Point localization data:
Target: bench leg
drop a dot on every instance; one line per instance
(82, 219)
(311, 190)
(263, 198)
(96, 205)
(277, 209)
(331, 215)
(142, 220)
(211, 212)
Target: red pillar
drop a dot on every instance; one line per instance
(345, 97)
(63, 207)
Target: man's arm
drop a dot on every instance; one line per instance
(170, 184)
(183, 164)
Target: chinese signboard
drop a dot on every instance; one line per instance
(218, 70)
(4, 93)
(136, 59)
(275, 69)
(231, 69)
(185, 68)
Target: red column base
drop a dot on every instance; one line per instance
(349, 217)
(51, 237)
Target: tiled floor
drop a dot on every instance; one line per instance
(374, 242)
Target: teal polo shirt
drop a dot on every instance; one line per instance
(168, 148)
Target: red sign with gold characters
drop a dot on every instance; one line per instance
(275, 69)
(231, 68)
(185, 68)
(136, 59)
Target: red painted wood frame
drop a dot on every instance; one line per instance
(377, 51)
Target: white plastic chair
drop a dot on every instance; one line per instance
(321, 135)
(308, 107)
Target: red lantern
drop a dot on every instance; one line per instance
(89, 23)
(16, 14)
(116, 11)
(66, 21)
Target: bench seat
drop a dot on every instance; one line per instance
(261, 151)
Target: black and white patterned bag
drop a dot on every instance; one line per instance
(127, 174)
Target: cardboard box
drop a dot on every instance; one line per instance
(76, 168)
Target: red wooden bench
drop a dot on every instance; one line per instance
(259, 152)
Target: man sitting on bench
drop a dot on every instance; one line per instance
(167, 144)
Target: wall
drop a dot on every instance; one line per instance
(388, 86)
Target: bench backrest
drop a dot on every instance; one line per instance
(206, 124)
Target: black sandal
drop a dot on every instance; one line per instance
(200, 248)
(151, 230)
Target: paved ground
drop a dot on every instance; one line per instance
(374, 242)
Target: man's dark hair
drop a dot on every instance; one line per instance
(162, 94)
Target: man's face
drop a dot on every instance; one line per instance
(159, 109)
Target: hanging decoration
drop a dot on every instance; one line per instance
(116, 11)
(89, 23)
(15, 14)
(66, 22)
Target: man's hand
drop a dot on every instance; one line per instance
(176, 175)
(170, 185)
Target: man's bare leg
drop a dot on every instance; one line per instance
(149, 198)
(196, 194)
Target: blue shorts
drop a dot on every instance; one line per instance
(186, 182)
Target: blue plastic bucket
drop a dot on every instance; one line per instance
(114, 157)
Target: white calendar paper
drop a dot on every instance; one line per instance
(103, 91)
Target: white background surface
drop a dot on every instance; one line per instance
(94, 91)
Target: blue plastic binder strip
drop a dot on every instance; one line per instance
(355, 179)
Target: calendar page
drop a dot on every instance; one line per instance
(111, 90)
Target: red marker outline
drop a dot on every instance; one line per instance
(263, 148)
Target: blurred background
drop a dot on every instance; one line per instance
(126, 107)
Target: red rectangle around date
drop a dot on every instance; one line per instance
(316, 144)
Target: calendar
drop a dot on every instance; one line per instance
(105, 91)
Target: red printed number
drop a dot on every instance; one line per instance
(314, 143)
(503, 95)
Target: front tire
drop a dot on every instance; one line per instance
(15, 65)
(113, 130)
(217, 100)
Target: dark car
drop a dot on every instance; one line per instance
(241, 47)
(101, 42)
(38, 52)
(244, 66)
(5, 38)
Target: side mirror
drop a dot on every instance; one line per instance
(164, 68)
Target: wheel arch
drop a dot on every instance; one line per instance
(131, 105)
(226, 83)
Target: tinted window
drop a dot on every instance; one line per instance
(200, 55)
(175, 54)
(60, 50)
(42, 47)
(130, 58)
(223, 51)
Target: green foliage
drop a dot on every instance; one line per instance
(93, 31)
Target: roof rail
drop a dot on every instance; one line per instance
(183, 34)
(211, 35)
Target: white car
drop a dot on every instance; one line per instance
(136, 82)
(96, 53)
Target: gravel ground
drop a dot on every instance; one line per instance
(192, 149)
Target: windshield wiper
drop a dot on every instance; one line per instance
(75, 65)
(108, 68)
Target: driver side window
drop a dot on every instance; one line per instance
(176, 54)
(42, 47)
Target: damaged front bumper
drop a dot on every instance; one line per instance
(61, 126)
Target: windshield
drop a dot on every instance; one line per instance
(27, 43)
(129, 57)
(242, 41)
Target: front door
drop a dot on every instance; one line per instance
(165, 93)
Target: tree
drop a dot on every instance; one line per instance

- WHAT IS NEEDED -
Whenever a line of the data includes the word "dark", show that line in full.

- EXERCISE OUTPUT -
Target: man's dark hair
Target: dark car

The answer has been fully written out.